Return every line of the records below that contains the string "desk", copying each line in full. Matching is case-sensitive.

########################################

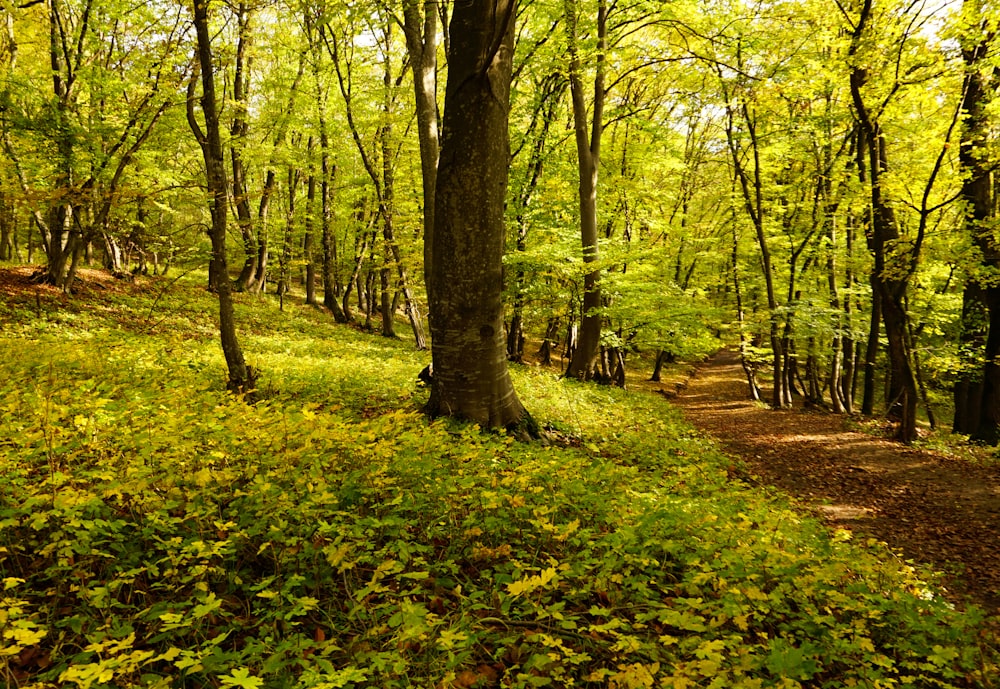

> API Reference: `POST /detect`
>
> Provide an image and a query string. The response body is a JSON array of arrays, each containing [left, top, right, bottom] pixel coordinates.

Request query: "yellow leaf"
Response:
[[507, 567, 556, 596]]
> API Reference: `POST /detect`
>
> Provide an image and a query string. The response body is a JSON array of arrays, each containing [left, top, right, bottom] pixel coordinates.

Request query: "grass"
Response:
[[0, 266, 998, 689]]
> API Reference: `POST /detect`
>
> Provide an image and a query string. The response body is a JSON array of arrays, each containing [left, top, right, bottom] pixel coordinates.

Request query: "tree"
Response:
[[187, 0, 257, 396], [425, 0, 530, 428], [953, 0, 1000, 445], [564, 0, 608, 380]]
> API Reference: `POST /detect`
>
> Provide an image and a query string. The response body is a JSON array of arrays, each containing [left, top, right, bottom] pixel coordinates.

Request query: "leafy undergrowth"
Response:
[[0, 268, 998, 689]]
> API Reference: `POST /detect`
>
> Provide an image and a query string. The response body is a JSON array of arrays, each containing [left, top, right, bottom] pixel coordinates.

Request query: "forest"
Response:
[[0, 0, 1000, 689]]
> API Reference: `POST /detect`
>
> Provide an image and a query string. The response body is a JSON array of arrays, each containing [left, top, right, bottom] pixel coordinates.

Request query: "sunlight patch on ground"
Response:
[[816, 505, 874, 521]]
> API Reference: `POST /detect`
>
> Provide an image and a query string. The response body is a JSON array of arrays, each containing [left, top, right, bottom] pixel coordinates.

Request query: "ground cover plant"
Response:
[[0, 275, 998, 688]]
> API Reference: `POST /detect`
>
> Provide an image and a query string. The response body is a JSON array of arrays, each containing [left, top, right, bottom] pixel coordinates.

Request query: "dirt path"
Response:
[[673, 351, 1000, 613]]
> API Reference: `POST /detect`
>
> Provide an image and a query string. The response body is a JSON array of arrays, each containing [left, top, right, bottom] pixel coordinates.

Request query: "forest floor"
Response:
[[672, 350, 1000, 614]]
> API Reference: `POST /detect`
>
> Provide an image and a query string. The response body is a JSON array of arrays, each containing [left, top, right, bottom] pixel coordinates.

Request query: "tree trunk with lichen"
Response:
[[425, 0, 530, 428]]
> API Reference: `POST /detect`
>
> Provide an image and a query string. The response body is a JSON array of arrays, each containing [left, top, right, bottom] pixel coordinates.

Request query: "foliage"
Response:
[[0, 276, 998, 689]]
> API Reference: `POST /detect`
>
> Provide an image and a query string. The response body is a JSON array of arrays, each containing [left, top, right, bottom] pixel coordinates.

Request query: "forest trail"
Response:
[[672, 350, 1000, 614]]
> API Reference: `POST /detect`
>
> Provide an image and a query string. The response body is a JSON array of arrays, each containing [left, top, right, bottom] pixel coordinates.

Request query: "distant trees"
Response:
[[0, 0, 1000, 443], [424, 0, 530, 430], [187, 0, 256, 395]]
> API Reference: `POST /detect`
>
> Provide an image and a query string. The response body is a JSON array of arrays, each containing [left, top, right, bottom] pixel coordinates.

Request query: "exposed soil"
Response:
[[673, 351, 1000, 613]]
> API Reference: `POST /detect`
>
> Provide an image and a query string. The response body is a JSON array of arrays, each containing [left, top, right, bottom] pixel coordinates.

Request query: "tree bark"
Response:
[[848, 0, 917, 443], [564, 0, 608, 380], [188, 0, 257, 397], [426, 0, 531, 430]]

########################################

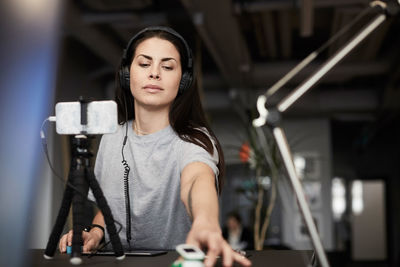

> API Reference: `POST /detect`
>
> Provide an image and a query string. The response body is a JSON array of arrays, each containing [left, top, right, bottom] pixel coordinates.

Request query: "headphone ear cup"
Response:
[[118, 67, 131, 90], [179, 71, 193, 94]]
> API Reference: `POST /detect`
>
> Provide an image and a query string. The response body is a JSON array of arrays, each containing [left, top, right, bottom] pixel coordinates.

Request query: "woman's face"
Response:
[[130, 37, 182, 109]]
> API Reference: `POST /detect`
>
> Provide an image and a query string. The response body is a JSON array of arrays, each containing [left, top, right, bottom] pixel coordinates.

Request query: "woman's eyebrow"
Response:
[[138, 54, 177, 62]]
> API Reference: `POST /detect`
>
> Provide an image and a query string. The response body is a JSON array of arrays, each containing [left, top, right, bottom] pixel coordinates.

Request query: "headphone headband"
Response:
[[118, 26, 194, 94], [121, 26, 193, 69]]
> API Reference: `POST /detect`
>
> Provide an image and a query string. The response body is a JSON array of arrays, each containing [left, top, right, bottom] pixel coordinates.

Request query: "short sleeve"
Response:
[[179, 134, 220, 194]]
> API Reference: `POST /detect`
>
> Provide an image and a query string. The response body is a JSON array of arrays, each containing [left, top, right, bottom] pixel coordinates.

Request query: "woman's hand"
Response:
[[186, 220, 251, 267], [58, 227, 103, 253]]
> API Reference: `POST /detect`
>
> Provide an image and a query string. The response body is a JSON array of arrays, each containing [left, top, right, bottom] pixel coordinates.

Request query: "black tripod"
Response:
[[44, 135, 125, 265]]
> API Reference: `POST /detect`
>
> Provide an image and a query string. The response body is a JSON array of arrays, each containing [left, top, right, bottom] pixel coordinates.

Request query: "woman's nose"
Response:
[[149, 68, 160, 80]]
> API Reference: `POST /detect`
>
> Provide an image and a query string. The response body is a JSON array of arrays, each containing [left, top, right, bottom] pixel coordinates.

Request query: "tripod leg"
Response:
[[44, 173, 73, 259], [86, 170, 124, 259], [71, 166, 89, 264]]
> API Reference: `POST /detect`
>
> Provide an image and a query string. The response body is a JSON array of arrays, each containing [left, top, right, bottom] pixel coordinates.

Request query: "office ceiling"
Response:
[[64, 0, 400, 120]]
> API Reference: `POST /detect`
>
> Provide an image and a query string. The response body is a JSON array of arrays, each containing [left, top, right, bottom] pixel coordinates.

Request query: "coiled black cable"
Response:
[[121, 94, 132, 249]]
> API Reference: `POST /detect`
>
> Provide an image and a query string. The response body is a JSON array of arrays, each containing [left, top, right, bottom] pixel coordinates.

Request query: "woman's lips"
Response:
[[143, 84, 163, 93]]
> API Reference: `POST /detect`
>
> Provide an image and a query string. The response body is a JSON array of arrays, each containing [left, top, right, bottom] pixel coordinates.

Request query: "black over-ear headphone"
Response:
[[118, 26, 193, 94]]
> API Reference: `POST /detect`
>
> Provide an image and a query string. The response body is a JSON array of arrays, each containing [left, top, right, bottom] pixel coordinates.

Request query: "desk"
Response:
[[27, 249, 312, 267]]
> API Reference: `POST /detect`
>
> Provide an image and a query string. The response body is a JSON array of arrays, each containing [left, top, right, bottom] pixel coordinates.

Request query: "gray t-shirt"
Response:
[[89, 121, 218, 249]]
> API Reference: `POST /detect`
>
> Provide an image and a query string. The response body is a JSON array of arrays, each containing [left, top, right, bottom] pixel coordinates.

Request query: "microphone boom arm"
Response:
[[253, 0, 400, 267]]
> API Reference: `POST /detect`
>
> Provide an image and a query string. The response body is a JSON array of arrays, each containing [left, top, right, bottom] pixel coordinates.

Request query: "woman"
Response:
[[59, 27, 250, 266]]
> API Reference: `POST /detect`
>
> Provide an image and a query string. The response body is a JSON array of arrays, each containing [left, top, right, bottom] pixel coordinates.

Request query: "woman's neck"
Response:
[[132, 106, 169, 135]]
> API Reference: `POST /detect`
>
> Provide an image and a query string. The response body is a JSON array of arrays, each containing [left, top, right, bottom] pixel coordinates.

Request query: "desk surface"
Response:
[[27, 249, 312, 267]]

########################################

— Finished task —
Request query: "desk"
Request query: "desk surface"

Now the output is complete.